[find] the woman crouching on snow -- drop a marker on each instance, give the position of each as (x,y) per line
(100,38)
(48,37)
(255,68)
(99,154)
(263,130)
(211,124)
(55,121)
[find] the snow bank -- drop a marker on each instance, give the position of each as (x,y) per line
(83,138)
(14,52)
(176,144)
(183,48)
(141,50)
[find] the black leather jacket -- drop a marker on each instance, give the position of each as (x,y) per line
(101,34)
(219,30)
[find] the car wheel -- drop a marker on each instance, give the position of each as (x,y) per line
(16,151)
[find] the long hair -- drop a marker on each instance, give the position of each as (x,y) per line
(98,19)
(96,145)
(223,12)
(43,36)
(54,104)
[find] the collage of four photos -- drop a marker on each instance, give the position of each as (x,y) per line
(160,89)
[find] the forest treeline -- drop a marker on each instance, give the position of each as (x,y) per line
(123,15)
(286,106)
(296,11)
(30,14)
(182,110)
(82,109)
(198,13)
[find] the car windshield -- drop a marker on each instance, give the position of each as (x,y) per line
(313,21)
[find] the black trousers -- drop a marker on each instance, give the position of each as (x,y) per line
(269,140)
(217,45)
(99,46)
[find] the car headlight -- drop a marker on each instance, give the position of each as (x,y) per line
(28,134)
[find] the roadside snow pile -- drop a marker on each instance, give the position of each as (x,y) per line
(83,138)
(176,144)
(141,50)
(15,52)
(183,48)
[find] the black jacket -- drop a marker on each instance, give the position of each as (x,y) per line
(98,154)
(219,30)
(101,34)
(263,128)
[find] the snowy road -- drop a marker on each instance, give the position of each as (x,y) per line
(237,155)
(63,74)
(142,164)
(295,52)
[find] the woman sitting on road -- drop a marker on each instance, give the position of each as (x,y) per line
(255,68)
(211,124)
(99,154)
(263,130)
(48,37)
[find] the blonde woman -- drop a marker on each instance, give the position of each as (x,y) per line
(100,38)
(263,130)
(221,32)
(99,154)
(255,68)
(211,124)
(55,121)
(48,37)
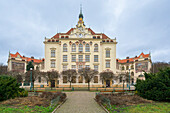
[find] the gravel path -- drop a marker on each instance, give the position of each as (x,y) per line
(80,102)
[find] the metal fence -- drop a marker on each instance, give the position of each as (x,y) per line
(54,102)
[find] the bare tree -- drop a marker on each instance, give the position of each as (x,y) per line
(156,66)
(35,75)
(19,76)
(88,74)
(70,73)
(51,75)
(3,69)
(107,75)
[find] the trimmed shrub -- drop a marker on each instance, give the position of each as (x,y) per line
(155,86)
(22,92)
(8,87)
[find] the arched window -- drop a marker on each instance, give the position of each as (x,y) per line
(87,48)
(74,79)
(95,79)
(65,47)
(123,68)
(64,79)
(80,79)
(80,48)
(132,73)
(95,47)
(73,47)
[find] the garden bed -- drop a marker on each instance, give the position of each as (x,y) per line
(119,102)
(34,103)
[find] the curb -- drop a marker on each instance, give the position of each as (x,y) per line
(59,106)
(102,106)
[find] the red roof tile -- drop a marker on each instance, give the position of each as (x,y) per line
(133,59)
(89,29)
(26,58)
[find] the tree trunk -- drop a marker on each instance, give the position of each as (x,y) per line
(33,85)
(70,84)
(51,85)
(89,86)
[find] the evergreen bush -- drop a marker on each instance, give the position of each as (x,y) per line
(8,87)
(155,86)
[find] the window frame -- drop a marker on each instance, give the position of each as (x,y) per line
(52,53)
(73,47)
(64,58)
(64,47)
(73,59)
(96,58)
(80,47)
(87,58)
(87,48)
(107,63)
(96,48)
(107,53)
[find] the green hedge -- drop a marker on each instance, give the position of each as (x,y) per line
(9,88)
(155,86)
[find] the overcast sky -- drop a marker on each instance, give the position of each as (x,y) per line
(138,25)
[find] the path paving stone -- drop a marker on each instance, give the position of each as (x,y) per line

- **Exercise brief**
Copy all of the material above word for word, leaving out the pictures.

- **Worked solution**
[find] the woman crouching on snow -- drop a marker on each instance, give the position of each as (x,y) per line
(100,38)
(48,37)
(255,68)
(99,154)
(263,130)
(211,124)
(55,121)
[find] the snow bank -- drop a marker on each instance, give the position of each as (x,y) per line
(83,138)
(14,52)
(176,144)
(183,48)
(141,50)
[find] the black leather jacket -- drop a marker on each instance, give the position of each as (x,y) per line
(101,34)
(219,30)
[find] the car wheel -- drop a marker on each instance, give the position of each as (x,y) per line
(16,151)
[find] the long hair -- drop a marker on each instance, give the position of each as (x,y) per line
(98,19)
(96,145)
(223,12)
(43,36)
(54,104)
[find] the collage of four photos -- drop a marker on each instance, give the position of each as (x,y) per line
(160,89)
[find] the forest treeline -- drop a marker on each instance, give the position of each as (x,y) per line
(123,15)
(286,106)
(296,11)
(30,14)
(182,110)
(82,109)
(198,13)
[find] the car windshield -- drop a marker on each instance, give the position of each as (x,y) per line
(313,21)
[find] the black trousers -- drop a marker on each instance, give the position of each as (x,y) per line
(269,140)
(217,45)
(99,46)
[find] the car headlight -- drop a marker on each instance, give the position of each as (x,y) per line
(28,134)
[find] the roadside snow pile -- drop a marker on each instance, give the position of each as (x,y) per line
(83,138)
(176,144)
(141,50)
(15,52)
(183,48)
[find] the black jacket -- drop a marker on each instance, give the position of each as (x,y) per line
(98,154)
(219,30)
(101,34)
(263,128)
[find] the snowy road -- drop a marker on each instance, give the position of each as (x,y) per line
(237,155)
(63,74)
(142,164)
(295,52)
[find] the woman sitting on road -- drop a marker on each instance, give the position of each as (x,y) per line
(255,68)
(211,124)
(99,154)
(263,130)
(48,37)
[find] the blonde woman -- drop a marker on each instance, give the position of each as (x,y) per line
(100,38)
(263,130)
(221,32)
(99,154)
(255,68)
(211,124)
(55,121)
(48,37)
[find] the gravel path -- drop a marker on each instance, give the position of each as (x,y) per line
(80,102)
[find] the metal fence -- drop a marker on each instance, give the position of each as (x,y) per line
(54,102)
[find] the bare tree -- drop a marker on each instance, give the position of each as (x,y) per line
(156,66)
(35,75)
(19,76)
(88,74)
(70,73)
(51,75)
(3,69)
(107,75)
[find] the trimmed shrub -- drop a marker on each instance, give the position of each as (x,y) per line
(155,86)
(22,92)
(8,87)
[find] the arched window -- drop a marker on each instance, give the position of each as (x,y) per line
(87,48)
(74,79)
(95,79)
(65,47)
(123,68)
(64,79)
(80,79)
(80,48)
(132,73)
(95,47)
(73,47)
[find] the garden bed -- drop a marker on each instance, give the position of each as (x,y) per line
(119,102)
(34,103)
[find] the curb -- drop a marker on each instance, give the position of each as (x,y) per line
(59,106)
(102,106)
[find] the red roof tile -- drop a marker on each instance, give the position of each as (x,y) per line
(133,59)
(89,29)
(26,58)
[find] the tree trunk -- drop a marker on each instance, give the position of each as (x,y) per line
(33,85)
(70,84)
(51,85)
(89,86)
[find] the evergreen bush -- drop a marker on each instance, give the position of each as (x,y) per line
(8,87)
(155,86)
[find] the window frame -- drop a marker on each instance, give the position of each as (x,y) per line
(52,53)
(73,47)
(64,58)
(64,47)
(73,59)
(96,58)
(80,47)
(87,58)
(87,48)
(107,63)
(96,48)
(107,53)
[find] the green hedge -- drop a marker on each instance, give the position of each as (x,y) per line
(9,88)
(155,86)
[find] the overcast sky -- drop a marker on each instance, give the position of each as (x,y) per line
(138,25)
[find] the path paving stone -- drop a marker on each instance, give the position of each as (x,y) per line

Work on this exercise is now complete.